begin TEXT PASSAGE

In this day and age, many families struggle with the search for affordable, adequate childcare. After all, this decision dictates the well-being of your child; not anyone can be trusted with such a duty. Complaints of all sorts commonly surface about inadequate child care, whether it be unsatisfactory education, overfull daycare centers, or even cases of child abuse. In a market where demand exceeds supply, waiting lists for professional child care centers are far from short.

Another common complaint is the affordability of childcare services. Child care has an uncanny ability to burn a hole in parents’ pockets. In our sputtering economy, it becomes essential for parents to reenter the workforce not long after having children. Not all families have the funds to allow for one working parent and one stay-at-home parent, and naturally, daycare is the most convenient alternative.

However, professional child care centers cannot keep up with the growing number of parents who require care for their children. Rising costs force parents to turn to unregistered and unregulated home care services, sometimes sacrificing quality and safety for cost — not necessarily a sacrifice parents should be making with regard to their children.

Taking this into account, it may appear that childcare should be a pertinent concern in decision-making circles; however, it is not. The Canadian government remains engaged in a long and mostly fruitless debate over publicly-funded, subsidized child care. The only province to make headway on this front has been Quebec, which has had subsidized, provincial daycare since 1997.

end TEXT PASSAGE

WRITTEN TASKS |
A - Pick out and copy each line in the entries below that contains the word "faucet".
B - Write the next part of the passage above on childcare costs, picking up after its final sentence.

begin EXCERPTED RECORDS

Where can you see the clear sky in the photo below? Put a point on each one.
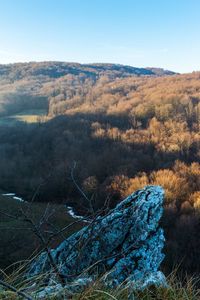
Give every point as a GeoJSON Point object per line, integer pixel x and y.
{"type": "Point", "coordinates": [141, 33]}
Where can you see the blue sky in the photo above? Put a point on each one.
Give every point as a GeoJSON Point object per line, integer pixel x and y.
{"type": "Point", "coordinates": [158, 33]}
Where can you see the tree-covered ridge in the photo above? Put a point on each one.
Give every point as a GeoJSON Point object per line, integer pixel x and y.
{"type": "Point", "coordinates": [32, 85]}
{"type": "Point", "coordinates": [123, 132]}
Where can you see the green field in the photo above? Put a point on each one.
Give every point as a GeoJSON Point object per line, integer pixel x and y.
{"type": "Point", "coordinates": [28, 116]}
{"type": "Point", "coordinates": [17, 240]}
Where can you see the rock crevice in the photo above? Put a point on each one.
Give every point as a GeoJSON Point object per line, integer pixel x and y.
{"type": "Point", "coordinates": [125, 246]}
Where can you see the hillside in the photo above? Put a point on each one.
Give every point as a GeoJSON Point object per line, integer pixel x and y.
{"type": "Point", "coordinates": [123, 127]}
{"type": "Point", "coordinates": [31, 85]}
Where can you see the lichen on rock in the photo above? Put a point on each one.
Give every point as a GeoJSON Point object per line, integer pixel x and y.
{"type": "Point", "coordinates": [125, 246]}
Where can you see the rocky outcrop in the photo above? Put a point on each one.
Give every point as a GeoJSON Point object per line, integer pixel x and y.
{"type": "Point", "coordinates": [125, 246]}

end EXCERPTED RECORDS
begin EXCERPTED RECORDS

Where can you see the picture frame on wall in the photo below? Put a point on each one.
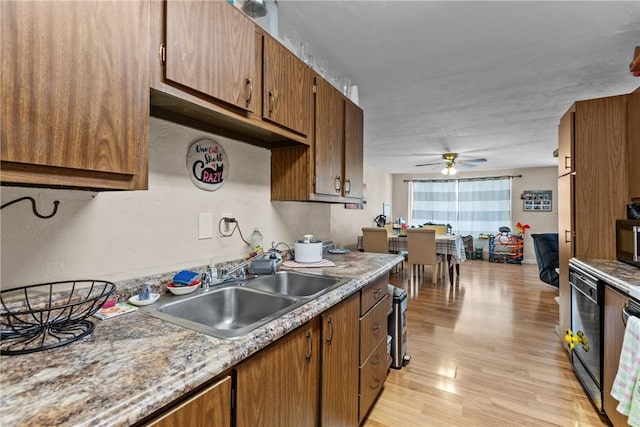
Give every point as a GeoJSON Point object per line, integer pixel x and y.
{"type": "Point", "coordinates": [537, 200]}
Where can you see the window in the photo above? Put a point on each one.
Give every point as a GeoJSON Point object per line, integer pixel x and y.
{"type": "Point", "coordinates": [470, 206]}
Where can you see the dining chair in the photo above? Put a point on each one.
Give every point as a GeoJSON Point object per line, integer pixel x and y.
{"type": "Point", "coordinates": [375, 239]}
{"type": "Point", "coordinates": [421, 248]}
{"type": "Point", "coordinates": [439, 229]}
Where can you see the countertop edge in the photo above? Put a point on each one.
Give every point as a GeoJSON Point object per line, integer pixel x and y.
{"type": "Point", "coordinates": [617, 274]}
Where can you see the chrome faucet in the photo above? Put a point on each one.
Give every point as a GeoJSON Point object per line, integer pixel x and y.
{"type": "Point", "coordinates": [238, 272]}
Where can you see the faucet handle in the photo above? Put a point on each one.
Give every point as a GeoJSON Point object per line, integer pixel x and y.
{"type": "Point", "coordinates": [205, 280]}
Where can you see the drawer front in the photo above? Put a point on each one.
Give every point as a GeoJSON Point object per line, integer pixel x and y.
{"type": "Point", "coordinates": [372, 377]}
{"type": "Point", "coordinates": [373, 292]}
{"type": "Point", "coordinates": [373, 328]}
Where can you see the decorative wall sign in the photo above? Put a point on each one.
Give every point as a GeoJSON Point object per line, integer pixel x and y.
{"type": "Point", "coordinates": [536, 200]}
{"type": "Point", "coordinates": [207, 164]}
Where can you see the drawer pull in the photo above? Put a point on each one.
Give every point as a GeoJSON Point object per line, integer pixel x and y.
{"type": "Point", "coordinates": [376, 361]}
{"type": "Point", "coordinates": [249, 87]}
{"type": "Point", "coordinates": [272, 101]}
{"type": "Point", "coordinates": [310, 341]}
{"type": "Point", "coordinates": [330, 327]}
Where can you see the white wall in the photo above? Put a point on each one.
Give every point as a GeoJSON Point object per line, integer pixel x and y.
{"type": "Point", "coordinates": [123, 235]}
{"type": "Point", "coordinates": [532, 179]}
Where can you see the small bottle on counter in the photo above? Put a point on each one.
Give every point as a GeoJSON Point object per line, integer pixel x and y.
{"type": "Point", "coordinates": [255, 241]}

end EXCERPTED RECORDS

WRITTEN ANSWERS |
A -
Where can you see the chrome faucet in the photo above? Put a point on each one.
Where can you see the faucet handle in the photo above? Put a point on each one.

B -
Quebec’s current policy offers childcare for $7 a day across the board to families of all social classes, under a waitlist program open to all Quebec citizens. Under a $2.2 billion dollar budget, the province of Quebec plans to decrease the unemployment rate, improve child development and create opportunities for lower socioeconomic classes.

The province has promised to provide universal childcare by 2016, in lieu of their current program which often involves long wait times for parents in need of health care. The province is already well on its way towards increasing the number of subsidized child care locations: they now number at over 230 000, compared to only 77 000 when the program began.

Though Quebec’s program has incited envy from parents across the rest of Canada — many of whom foot thousands of dollars a month to afford adequate child care services — the province’s subsidized child care system faces hard critics.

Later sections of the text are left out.